ENTRIES PROVIDED: Begin
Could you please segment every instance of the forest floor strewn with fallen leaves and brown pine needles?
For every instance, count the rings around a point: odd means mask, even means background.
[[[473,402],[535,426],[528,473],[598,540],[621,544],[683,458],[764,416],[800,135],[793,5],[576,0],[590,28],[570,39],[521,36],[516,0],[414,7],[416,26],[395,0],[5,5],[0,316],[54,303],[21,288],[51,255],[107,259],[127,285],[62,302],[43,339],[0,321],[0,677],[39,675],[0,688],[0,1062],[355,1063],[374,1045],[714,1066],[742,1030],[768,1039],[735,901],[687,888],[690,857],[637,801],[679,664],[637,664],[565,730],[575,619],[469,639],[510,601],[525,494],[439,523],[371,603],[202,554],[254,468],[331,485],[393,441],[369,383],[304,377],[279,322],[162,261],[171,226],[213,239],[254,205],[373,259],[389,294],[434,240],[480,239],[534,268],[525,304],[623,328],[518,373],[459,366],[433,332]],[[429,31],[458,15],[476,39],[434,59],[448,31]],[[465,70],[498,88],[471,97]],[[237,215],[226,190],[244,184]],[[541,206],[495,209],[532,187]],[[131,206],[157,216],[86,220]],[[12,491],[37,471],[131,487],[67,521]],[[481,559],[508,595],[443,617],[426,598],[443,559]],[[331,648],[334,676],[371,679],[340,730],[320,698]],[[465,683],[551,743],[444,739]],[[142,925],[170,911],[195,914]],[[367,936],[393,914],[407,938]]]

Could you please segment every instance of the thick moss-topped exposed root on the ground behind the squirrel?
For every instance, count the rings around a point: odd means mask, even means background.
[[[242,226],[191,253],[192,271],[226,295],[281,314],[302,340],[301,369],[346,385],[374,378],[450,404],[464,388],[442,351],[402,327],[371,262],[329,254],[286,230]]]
ENTRIES PROVIDED: End
◆ EXERCISE BRIEF: What is the number of lines in the entries above that contain the word "Could"? Answer with that number only.

◆ RESULT: 2